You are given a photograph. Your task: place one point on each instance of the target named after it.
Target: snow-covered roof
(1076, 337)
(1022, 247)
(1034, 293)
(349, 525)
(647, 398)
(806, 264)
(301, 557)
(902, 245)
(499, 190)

* * *

Exercise details:
Rescale the material above by writing out every line again, requests included. Multiply only the point coordinates by 2.5 and round each to a whole number, with halves rounded up.

Solution below:
You are given a photograph. Your task: place one point on each instance of the target named after it.
Target: snow-covered roof
(2690, 843)
(2555, 618)
(2585, 733)
(873, 1313)
(1618, 995)
(2015, 660)
(753, 1393)
(2255, 613)
(1248, 475)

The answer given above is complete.